PROBLEM REQUIREMENTS:
Only a number is expected here: the count of lines in this data where "player" occurs.

Image-grounded pointing data
▽
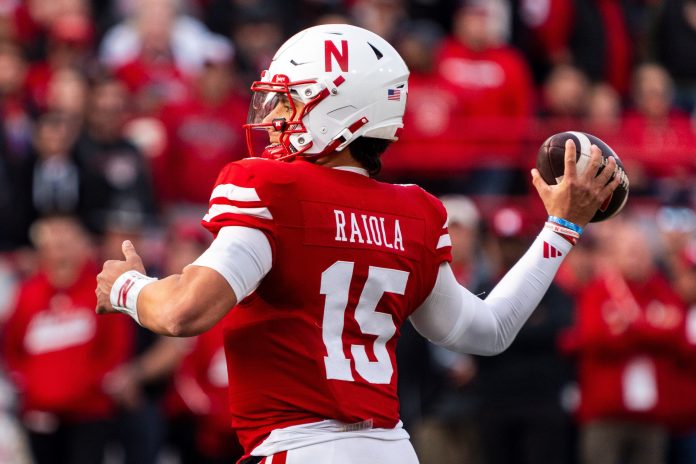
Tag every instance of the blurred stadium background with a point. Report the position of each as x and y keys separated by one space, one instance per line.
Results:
x=116 y=116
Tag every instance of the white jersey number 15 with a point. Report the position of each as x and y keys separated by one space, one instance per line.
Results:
x=335 y=284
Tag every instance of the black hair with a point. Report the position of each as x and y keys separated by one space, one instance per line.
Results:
x=367 y=151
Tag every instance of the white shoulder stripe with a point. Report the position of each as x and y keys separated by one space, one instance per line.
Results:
x=235 y=193
x=443 y=241
x=217 y=210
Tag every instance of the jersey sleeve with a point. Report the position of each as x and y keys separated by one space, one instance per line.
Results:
x=236 y=200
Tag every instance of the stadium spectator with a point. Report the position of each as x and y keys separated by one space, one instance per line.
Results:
x=448 y=431
x=683 y=440
x=257 y=30
x=654 y=129
x=309 y=401
x=431 y=103
x=158 y=31
x=563 y=98
x=543 y=33
x=383 y=17
x=494 y=89
x=59 y=352
x=204 y=134
x=603 y=112
x=15 y=149
x=674 y=40
x=630 y=331
x=600 y=42
x=524 y=392
x=55 y=181
x=69 y=47
x=15 y=111
x=115 y=174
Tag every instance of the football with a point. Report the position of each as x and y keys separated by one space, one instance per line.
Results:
x=551 y=161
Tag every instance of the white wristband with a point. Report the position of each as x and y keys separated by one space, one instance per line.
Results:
x=124 y=293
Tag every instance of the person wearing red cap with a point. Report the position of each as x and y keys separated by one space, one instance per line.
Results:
x=327 y=263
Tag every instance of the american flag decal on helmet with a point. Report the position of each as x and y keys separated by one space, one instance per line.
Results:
x=394 y=94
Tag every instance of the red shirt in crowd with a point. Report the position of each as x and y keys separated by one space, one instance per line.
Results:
x=59 y=350
x=631 y=338
x=495 y=96
x=202 y=139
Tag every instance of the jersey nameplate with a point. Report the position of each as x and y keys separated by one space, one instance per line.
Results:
x=330 y=225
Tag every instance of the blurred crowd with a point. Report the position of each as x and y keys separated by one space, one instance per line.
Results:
x=117 y=115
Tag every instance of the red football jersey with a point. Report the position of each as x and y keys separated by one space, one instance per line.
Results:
x=352 y=259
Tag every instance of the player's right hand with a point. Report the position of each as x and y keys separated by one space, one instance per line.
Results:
x=578 y=196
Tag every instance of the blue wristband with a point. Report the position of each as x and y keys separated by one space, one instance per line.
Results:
x=564 y=223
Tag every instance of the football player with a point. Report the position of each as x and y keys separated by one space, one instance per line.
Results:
x=320 y=264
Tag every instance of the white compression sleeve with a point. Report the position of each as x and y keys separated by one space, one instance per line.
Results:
x=242 y=255
x=457 y=319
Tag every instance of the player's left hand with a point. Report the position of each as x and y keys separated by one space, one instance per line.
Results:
x=111 y=271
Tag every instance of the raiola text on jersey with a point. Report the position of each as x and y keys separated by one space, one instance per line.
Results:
x=365 y=228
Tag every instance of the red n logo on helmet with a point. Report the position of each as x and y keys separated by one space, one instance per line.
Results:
x=341 y=57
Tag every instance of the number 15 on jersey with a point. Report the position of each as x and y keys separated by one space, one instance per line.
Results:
x=335 y=285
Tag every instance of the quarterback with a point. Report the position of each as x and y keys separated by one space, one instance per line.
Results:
x=320 y=264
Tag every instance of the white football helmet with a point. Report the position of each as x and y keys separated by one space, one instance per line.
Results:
x=351 y=81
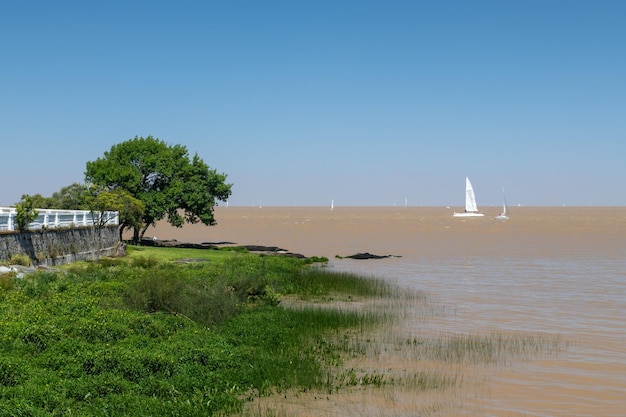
△
WRITTEN SOLUTION:
3